§ **TASK ITEM**:
Find each line in the items below containing the word "that", and copy every such line in full.

§ **AVAILABLE DATA**:
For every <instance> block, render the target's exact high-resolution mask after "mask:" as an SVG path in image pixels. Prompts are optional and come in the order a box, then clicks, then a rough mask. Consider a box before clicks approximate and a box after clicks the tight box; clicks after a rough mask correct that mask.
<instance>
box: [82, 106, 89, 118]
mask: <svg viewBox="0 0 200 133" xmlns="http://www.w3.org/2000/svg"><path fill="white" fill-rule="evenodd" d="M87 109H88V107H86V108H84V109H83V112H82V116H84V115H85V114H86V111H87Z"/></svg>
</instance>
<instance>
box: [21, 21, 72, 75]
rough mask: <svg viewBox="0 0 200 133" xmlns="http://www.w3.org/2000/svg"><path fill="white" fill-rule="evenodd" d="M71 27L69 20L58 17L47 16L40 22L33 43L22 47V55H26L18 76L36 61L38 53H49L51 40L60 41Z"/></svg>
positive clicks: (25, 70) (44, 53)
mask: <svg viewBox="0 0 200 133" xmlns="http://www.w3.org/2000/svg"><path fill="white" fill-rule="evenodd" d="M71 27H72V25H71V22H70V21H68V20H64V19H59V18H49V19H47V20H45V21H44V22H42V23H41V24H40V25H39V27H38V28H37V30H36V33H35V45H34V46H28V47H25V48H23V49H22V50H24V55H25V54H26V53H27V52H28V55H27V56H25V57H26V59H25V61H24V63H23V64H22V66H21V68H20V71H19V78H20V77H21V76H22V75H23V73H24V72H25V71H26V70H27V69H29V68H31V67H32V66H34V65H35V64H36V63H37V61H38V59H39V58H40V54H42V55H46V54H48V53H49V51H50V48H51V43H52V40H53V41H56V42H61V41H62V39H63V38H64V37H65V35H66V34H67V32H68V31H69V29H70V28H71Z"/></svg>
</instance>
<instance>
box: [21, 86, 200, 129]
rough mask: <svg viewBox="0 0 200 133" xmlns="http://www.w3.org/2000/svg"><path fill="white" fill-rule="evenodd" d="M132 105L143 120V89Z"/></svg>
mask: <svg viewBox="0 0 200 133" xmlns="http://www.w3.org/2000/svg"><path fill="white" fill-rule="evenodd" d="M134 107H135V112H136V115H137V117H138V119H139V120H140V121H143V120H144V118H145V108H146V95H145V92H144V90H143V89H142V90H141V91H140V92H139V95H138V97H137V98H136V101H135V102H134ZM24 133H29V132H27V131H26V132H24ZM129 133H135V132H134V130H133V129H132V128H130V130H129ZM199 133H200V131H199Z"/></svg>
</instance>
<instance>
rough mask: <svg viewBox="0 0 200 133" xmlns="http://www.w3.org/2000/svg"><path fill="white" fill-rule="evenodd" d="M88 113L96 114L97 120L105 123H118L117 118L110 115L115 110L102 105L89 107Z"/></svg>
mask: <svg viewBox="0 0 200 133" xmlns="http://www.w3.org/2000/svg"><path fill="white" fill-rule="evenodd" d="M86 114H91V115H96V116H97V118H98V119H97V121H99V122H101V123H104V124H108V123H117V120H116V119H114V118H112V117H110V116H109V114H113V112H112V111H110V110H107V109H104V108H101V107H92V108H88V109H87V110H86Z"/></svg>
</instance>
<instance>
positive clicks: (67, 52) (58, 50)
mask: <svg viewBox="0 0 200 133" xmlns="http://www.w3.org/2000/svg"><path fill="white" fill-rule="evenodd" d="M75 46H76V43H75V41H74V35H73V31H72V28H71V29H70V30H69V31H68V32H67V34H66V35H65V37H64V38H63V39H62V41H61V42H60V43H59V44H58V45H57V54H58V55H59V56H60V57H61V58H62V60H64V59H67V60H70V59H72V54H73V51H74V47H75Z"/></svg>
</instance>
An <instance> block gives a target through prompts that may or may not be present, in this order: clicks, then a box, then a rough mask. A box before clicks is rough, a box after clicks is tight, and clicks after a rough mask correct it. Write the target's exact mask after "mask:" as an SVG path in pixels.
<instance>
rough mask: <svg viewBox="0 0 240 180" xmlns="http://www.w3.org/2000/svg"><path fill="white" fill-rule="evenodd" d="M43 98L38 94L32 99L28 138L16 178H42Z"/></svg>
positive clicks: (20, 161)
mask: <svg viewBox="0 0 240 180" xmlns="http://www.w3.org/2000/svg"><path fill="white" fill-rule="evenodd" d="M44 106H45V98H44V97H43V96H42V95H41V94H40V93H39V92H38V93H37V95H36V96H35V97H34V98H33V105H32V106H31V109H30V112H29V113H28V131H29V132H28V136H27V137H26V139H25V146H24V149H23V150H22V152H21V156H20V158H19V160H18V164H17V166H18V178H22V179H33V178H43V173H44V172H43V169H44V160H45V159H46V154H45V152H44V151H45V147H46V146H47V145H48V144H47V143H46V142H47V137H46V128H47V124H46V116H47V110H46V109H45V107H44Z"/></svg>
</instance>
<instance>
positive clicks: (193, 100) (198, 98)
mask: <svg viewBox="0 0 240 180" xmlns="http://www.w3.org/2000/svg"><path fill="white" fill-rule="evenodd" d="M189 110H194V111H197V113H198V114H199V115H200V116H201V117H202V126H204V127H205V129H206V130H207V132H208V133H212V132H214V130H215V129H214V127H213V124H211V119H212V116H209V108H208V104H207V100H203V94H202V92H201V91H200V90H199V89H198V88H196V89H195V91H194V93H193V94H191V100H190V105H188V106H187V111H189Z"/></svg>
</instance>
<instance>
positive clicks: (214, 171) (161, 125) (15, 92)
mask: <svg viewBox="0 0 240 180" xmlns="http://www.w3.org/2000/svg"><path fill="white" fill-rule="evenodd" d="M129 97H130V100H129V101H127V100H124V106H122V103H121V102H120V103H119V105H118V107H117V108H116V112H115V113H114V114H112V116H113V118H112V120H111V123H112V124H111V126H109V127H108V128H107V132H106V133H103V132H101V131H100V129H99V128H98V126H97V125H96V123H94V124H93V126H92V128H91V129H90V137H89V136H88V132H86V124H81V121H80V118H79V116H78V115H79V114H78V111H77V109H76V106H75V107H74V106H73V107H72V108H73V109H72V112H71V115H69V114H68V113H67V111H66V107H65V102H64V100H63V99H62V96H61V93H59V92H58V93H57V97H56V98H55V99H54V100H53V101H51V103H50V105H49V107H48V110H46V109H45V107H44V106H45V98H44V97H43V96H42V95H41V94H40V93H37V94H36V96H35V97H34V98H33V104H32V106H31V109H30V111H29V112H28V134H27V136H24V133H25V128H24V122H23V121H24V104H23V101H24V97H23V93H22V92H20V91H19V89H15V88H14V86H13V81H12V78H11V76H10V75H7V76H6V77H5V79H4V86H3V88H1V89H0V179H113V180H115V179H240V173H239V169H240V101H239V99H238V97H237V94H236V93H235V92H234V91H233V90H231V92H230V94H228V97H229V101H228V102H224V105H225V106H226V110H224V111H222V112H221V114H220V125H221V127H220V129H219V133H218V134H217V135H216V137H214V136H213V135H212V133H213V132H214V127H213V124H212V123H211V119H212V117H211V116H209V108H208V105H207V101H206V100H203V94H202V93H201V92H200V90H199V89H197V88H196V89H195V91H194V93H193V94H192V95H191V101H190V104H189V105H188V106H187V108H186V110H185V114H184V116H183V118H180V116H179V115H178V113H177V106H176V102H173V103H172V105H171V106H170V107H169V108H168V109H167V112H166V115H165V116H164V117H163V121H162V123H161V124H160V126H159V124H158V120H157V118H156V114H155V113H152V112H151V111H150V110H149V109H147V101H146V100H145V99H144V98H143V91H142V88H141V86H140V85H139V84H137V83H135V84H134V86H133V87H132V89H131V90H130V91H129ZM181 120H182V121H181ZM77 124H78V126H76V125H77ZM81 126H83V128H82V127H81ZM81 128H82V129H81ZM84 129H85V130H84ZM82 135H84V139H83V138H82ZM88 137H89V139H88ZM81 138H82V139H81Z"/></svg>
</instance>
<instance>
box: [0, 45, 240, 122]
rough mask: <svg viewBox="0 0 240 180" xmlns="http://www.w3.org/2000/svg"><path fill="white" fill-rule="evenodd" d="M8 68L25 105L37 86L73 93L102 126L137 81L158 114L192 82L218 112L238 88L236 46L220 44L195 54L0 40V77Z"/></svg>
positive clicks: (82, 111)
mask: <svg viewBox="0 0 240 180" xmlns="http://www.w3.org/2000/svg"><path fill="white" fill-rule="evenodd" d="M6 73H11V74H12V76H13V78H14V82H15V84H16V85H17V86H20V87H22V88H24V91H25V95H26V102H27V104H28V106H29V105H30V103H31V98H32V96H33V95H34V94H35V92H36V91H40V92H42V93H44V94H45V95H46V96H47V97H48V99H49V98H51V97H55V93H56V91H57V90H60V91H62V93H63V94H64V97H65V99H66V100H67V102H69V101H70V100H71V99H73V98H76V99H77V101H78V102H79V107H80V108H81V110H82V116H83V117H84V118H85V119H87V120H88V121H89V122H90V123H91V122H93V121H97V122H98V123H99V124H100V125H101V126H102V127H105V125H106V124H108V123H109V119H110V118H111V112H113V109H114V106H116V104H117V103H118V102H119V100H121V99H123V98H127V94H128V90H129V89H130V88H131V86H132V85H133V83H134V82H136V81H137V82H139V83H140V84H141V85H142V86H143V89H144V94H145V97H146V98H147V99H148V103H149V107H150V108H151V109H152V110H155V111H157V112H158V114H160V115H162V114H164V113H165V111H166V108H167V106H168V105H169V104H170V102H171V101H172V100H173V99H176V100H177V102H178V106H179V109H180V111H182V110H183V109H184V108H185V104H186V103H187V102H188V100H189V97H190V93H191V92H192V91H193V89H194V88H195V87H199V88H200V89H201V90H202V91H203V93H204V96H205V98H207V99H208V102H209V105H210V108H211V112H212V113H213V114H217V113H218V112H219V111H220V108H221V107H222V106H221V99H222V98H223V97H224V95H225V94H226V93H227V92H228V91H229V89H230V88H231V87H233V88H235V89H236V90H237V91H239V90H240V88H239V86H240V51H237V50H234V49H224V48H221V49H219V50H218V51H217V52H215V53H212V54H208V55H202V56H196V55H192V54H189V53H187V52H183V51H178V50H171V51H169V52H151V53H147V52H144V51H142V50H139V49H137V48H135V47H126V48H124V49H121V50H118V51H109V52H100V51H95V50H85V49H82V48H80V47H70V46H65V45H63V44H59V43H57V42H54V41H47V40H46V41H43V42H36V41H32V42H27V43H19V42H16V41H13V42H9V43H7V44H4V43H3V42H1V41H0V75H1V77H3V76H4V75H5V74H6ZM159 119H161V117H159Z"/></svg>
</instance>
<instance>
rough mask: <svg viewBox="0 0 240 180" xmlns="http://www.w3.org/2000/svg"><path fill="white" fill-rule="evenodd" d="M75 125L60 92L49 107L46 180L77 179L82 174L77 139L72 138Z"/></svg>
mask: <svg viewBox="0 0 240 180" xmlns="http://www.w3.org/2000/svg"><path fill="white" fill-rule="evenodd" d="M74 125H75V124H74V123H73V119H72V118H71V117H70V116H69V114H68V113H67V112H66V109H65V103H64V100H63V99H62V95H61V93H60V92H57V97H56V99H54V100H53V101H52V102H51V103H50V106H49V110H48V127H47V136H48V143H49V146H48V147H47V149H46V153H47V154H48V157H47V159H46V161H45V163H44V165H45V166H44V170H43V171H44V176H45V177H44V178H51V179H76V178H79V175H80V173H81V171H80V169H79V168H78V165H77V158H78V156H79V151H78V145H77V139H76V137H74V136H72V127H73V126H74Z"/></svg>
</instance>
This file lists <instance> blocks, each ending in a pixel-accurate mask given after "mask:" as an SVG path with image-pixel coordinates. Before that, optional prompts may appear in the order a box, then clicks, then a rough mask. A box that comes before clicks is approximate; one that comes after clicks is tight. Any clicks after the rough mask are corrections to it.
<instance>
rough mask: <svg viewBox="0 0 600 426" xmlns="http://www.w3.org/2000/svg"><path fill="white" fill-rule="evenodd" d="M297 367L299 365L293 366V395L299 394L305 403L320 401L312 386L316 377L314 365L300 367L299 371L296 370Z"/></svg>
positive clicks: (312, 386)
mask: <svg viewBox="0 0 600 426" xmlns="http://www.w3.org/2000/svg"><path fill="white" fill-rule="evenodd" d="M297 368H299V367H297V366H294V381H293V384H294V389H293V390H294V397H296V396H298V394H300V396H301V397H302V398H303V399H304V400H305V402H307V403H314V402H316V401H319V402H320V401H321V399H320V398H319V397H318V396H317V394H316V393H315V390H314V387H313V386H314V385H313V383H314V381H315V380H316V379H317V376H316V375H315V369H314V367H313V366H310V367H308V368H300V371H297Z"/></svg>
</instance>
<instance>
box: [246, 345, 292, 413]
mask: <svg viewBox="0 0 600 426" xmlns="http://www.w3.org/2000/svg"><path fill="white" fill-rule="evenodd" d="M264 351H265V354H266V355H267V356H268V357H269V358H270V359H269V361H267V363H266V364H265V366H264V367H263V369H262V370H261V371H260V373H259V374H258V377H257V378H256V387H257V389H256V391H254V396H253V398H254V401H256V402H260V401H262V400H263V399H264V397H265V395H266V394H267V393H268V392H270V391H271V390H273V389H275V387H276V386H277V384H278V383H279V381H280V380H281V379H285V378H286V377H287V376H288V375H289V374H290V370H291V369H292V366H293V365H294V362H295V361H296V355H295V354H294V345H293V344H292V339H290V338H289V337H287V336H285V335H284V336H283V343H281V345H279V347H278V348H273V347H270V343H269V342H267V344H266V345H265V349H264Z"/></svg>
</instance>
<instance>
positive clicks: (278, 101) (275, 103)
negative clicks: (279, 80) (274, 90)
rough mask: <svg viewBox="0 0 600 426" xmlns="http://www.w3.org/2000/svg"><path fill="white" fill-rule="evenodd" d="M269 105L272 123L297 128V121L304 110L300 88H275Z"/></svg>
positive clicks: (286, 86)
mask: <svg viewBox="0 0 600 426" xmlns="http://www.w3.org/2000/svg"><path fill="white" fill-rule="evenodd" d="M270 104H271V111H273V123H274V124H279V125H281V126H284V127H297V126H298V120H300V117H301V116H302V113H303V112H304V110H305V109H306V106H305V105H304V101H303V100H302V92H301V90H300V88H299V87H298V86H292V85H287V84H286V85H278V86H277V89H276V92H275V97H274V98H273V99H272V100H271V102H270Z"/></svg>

§ **RESULT OF THE EXERCISE**:
For every <instance> block, render the target's exact high-resolution mask after "mask:" as an SVG path in image pixels. Prompts are optional and come in the order a box, then clicks, then a rough mask. Consider a box before clicks approximate and a box after clicks the tight box; clicks after a rough mask correct that mask.
An <instance> block gives a target through prompts that may or may not be present, in this order: clicks, then a box, then a rough mask. A box before clicks is rough, a box after clicks is tight, and clicks after a rough mask correct it. Write the target's exact mask after "mask:" as an SVG path in pixels.
This file lists <instance> blocks, each ending in a pixel-accurate mask given after "mask:" as an SVG path with image-pixel coordinates. Before that, optional prompts may appear in the order a box, then clicks, then a rough mask. A box that comes before clicks is approximate; one that comes after clicks is tight. Any clicks after the rough mask are corrections to it.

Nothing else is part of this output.